EXCERPT PROVIDED:
....
…I set the date of the actual move to the end of the same week when I picked the residence permit card at the St. Petersburg consulate. It could have been faster, really. I didn’t do all that much before the move; found a new home for my rabbit, bought boxes for the move, packed my things, visited my parents, resigned from my St. Petersburg job. I actually was on a long unpaid vacation at that point; my boss suggested it to me it case the Finland move doesn’t work out. Although I doubt I would have wanted to return to that job even in that case. And I could have taken the rabbit with me, in theory; the main difficulty would be that I wouldn’t be able to leave him with anyone when I go on vacation or something. But I can assure you that the big-eared rascal is in very reliable hands now, and gets sweet banana and apple treats regularly, along with more healthy food of course.
I decided to buy new boxes for the move, although I had a variety of some old nasty-looking boxes and bags, like everyone does. I can recommend Jättene boxes from Ikea; they are cheap and quite spacious. Since this is Ikea, you have to assemble them too; they’re sold as basically just big pieces of cardboard with some cuts. Quite big pieces of cardboard, mind you; it would be nigh impossible to carry them home from Ikea without a car.
And yes, I decided to move using my own car. If you have one and don’t need to take, like, ten granny’s pianos with you, that’s of course the most obvious option. And a car in a relatively small Finnish city is, while not an absolute necessity, still something that will make your life greatly easier.
....
DATA PROVIDED:
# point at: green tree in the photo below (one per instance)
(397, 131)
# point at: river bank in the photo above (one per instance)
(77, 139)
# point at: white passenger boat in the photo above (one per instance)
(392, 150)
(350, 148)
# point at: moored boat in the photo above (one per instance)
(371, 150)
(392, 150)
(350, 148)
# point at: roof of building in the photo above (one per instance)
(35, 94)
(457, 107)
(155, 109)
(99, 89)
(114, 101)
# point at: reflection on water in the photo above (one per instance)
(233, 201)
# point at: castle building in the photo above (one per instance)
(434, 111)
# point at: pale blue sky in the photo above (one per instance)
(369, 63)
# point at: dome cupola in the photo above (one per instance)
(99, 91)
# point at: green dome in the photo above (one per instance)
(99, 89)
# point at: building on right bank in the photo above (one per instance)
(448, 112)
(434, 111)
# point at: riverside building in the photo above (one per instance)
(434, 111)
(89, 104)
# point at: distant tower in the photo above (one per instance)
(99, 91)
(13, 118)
....
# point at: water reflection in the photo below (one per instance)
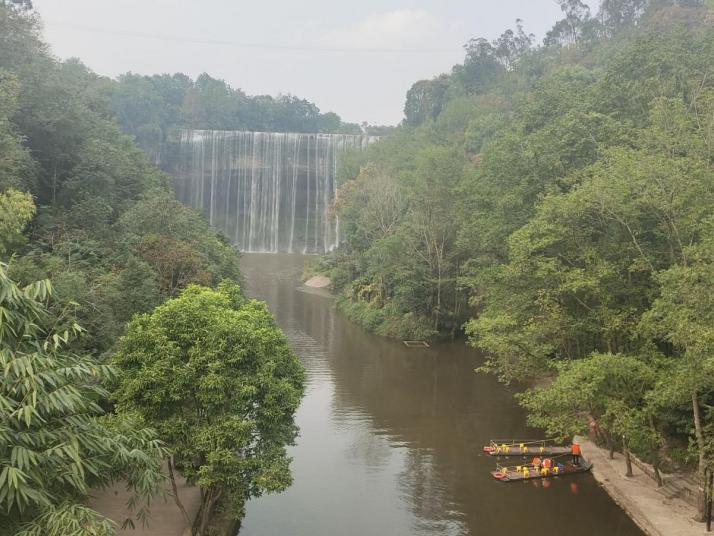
....
Please name the Ikea boxes that the moving account above recommends.

SOLUTION FOR THIS EXERCISE:
Jättene boxes.